▶ Assigned task
Retype the lines below exactly, but only those from the line that has "Category: brown rock" through the line that has "Category: dry grass patch". Omit every picture.

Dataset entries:
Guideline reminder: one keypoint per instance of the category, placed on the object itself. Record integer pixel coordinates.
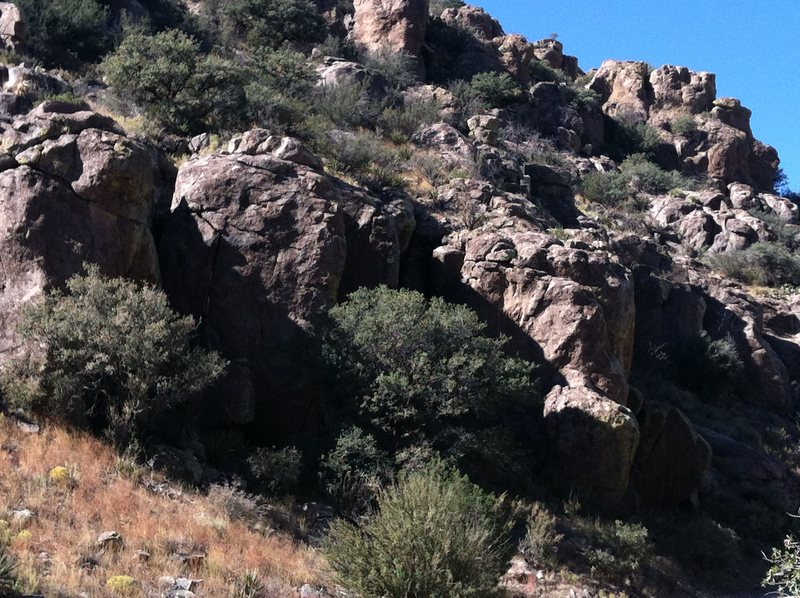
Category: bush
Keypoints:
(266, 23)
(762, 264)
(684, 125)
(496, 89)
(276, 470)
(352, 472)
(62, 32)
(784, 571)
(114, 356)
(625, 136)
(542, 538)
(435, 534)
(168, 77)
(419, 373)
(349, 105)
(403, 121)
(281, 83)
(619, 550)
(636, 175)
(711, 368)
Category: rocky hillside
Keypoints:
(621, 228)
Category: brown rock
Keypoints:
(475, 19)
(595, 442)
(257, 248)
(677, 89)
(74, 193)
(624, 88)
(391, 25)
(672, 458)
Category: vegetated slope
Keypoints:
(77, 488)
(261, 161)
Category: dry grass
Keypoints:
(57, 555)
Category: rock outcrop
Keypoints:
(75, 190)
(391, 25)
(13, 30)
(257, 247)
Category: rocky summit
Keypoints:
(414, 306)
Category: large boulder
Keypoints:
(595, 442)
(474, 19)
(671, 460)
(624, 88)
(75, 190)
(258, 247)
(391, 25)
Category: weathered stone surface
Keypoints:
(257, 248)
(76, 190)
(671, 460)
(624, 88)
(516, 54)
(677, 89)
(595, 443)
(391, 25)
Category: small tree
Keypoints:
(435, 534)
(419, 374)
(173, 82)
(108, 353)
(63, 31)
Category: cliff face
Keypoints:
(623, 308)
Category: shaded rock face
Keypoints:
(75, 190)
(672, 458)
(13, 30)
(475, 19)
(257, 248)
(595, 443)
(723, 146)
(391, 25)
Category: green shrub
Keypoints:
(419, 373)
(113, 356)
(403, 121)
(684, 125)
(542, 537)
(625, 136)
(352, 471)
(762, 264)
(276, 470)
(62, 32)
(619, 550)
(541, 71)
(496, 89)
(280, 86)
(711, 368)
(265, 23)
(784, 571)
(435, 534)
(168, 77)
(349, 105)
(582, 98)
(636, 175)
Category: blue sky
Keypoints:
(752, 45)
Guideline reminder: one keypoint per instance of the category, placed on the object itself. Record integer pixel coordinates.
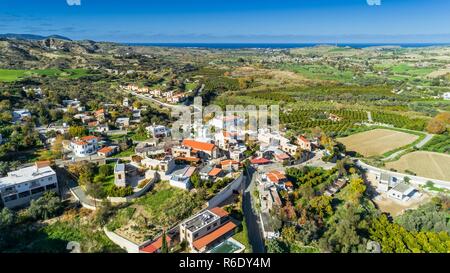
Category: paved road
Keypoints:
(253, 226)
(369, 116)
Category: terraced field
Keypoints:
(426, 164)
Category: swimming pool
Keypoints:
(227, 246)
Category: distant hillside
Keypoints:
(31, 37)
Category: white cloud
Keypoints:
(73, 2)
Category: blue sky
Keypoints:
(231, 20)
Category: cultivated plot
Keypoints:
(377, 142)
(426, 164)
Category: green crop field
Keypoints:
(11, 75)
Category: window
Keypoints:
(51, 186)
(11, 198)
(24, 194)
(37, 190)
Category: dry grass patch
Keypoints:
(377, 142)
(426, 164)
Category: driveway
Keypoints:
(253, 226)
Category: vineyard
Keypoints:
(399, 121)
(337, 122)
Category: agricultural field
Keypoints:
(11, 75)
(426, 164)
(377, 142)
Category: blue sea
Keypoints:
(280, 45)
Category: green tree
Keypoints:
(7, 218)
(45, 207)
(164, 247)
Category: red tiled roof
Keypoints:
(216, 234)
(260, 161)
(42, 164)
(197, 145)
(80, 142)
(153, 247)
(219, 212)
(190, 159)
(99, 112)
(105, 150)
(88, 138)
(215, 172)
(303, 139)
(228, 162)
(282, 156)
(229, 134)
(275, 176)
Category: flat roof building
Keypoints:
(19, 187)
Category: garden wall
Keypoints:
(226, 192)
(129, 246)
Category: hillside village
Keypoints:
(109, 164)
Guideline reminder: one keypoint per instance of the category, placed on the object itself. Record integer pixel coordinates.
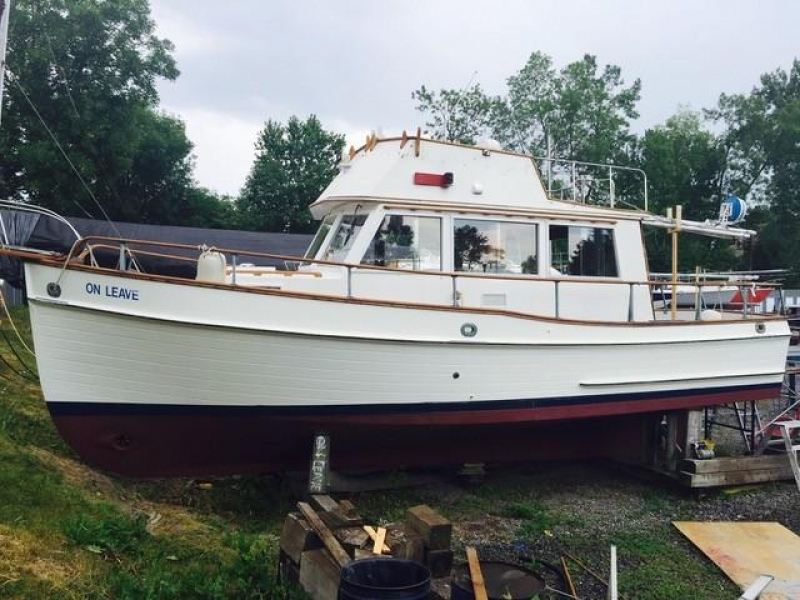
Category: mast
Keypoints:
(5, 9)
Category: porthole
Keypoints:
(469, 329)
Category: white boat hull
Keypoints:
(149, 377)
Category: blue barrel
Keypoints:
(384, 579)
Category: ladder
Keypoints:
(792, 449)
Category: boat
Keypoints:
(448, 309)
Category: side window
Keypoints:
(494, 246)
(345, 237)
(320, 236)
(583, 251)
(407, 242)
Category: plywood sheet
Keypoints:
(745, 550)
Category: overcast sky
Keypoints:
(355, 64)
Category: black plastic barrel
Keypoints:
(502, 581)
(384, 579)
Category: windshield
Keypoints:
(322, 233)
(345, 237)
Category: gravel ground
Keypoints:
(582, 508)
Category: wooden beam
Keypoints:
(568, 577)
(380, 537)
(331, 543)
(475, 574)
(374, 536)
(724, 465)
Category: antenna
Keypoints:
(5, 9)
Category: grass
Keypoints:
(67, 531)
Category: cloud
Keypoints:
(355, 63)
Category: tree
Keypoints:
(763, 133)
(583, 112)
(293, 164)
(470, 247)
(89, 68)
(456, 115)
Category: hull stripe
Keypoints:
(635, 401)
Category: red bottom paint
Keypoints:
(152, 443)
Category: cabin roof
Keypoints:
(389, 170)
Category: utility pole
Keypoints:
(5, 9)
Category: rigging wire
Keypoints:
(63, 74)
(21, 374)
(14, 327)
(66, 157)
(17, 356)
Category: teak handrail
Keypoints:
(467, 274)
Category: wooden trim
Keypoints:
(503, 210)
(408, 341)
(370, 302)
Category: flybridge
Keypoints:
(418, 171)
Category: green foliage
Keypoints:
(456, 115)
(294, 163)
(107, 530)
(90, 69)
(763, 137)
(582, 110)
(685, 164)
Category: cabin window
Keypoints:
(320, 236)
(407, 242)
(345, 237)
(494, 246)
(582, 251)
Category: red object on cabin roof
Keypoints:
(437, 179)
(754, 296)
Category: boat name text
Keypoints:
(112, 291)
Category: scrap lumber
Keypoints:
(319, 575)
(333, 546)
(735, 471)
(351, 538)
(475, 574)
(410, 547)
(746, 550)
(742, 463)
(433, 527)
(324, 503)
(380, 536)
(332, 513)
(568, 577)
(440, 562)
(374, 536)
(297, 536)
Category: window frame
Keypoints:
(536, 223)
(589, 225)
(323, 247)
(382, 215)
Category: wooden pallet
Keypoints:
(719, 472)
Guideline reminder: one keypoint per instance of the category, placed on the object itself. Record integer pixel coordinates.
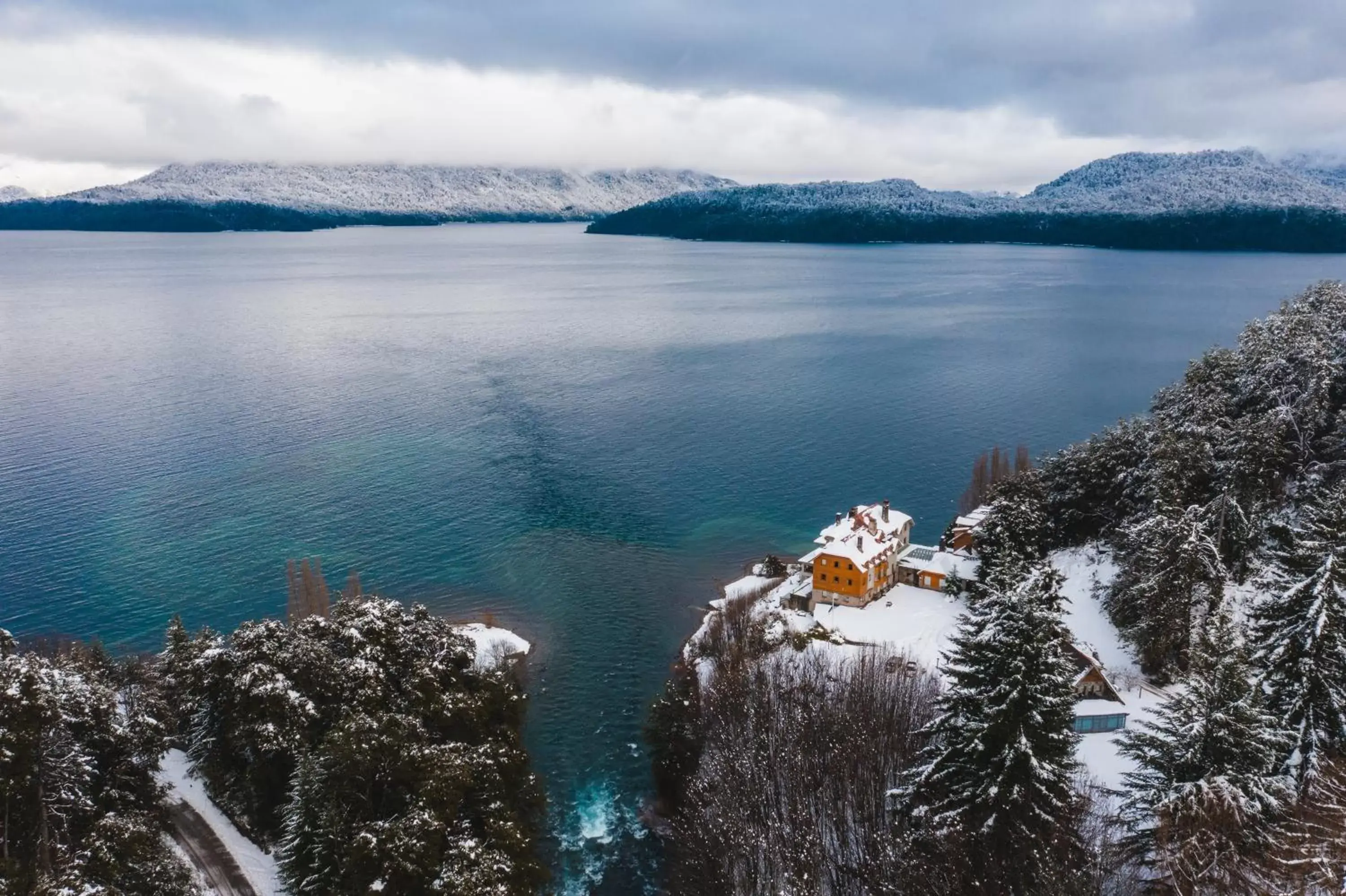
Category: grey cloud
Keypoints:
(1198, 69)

▶ Answer to this task
Category: brown rock
Keypoints:
(475, 19)
(595, 442)
(257, 248)
(677, 89)
(74, 193)
(624, 88)
(391, 25)
(672, 458)
Category: vegetated slope
Keypoints:
(77, 488)
(261, 161)
Category: dry grass
Keypoints:
(57, 555)
Category: rock outcrop
Keypoints:
(75, 190)
(391, 25)
(13, 30)
(257, 247)
Category: rocky summit
Keypoints:
(414, 306)
Category: large boulder
Keypoints:
(595, 442)
(474, 19)
(671, 460)
(624, 88)
(75, 190)
(258, 247)
(391, 25)
Category: weathered stone surface
Keypoints:
(257, 248)
(76, 190)
(671, 460)
(624, 88)
(516, 54)
(677, 89)
(595, 443)
(391, 25)
Category: small tree
Keypoints:
(435, 534)
(419, 374)
(173, 82)
(108, 353)
(63, 31)
Category: cliff face
Keypoints:
(623, 308)
Category: shaded rock face
Keypoints:
(75, 190)
(672, 458)
(13, 30)
(475, 19)
(257, 248)
(595, 443)
(723, 146)
(391, 25)
Category: green shrub
Keypoints:
(419, 373)
(113, 356)
(403, 121)
(684, 125)
(542, 537)
(625, 136)
(352, 471)
(762, 264)
(276, 470)
(62, 32)
(619, 550)
(541, 71)
(496, 89)
(280, 86)
(711, 368)
(265, 23)
(784, 571)
(435, 534)
(168, 77)
(349, 105)
(582, 98)
(636, 175)
Category: blue sky
Keypoints:
(752, 45)
Guideline reminder: one keypoint per instance of the category, placed on the object itself. Record integer pixel coordinates.
Category: paved road
Keypoints:
(253, 226)
(369, 116)
Category: terraced field
Keypoints:
(426, 164)
Category: swimming pool
Keypoints:
(227, 246)
Category: distant hillside
Keypoints:
(31, 37)
Category: white cloud
Keypoints:
(73, 2)
Category: blue sky
Keypoints:
(231, 20)
Category: cultivated plot
Keypoints:
(377, 142)
(426, 164)
Category: green crop field
Keypoints:
(11, 75)
Category: window
Keypoints:
(51, 186)
(11, 198)
(24, 194)
(37, 190)
Category: dry grass patch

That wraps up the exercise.